[[ Input material open ]]

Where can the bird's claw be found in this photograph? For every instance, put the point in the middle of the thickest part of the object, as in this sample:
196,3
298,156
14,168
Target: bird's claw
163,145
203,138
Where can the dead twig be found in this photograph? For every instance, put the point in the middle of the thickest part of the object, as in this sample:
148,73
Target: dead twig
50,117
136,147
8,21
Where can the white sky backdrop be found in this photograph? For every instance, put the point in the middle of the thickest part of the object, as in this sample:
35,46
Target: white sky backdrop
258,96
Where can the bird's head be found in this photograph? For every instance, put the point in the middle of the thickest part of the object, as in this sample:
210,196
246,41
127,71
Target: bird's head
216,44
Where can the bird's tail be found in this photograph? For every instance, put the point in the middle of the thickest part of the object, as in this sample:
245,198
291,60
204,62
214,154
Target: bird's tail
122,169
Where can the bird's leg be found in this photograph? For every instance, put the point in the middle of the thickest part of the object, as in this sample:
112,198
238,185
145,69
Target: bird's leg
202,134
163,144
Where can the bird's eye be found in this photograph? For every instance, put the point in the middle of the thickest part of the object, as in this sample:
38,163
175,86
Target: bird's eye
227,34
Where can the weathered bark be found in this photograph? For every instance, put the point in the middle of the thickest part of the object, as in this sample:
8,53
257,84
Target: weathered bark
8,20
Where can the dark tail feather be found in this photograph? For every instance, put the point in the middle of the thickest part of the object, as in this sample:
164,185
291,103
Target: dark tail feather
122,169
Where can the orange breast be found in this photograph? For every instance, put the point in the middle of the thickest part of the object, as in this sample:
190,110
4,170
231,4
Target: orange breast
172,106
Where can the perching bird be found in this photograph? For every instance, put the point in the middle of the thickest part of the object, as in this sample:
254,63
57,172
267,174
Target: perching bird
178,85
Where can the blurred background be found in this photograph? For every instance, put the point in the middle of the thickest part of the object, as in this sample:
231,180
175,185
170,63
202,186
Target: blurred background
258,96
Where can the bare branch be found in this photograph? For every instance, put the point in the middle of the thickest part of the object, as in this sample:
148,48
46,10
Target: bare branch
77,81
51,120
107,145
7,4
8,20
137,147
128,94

[[ Input material closed ]]

> _Work to be completed_: Give back each line above precisely as it stands.

> _Reply to the exercise_:
Where can the bird's claw be found in this photograph? For every instance, put the point in the middle of the thickest part of the object, as in this sample:
196,3
298,156
14,168
Target: bird's claw
163,145
203,138
Where can the dead twig be found in this photograph? For every instance, put the point in the middle of the thickest part of the object, as in this sample:
148,73
Target: dead twig
50,117
136,147
8,21
Where can the white sky backdrop be found in this photograph? For every instance, put the point in the middle of the thickest part of the object, as in this sample:
35,46
Target: white sky backdrop
258,96
Where can the bird's head be found in this photograph? For every instance, put the point in the middle of the thickest part of the object, as in this sample:
210,196
246,41
127,71
Target: bird's head
216,44
Where can the bird's tail be found in this photograph? For every instance, put the point in the middle of the thickest part of the object, as in this sample:
245,198
291,60
204,62
214,154
Target: bird's tail
122,169
Where can the bird's leg be found in this photograph? For every instance, put the point in the middle of the thickest part of the object, as in this sample:
112,198
238,185
145,69
Target: bird's leg
202,134
163,144
Where can the bird's eye be found in this photograph? For every instance, put the point in the middle of the thickest part of the object, as in this sample:
38,163
175,86
Target: bird's eye
227,34
Where can the weathered bark be found in this photograph? For every instance, put the point in the middle of the thickest part of the object, as in this sample:
8,53
257,84
Target: weathered bark
8,20
Where can the dark tail feather be found in this photograph? For every instance, put the point in the middle of the thickest part of the object, as in this sample:
164,185
291,103
Target: dark tail feather
122,169
Where can the orange breast be found in this photograph? For every instance, put the point in the middle of the thickest part of the object, as in this sample:
190,110
4,170
231,4
Target: orange breast
172,106
Where can the perching bird be found in this photograph? For every instance, put the point in the middle of the thickest part of the object, as in this sample:
254,63
57,172
267,174
Target: perching bird
178,85
Where can the blurred background be found in this photograph? For every instance, put the point in the middle of the thickest part of the object, as in this sample:
231,180
175,185
170,63
202,186
Target: blurred background
258,96
Where can the bare branch be found in this photograph? For every instance, put the point in the middle of the thickest part of the object, as in this sample:
148,48
46,10
Target: bare branch
77,81
51,120
107,145
7,4
8,20
137,147
128,94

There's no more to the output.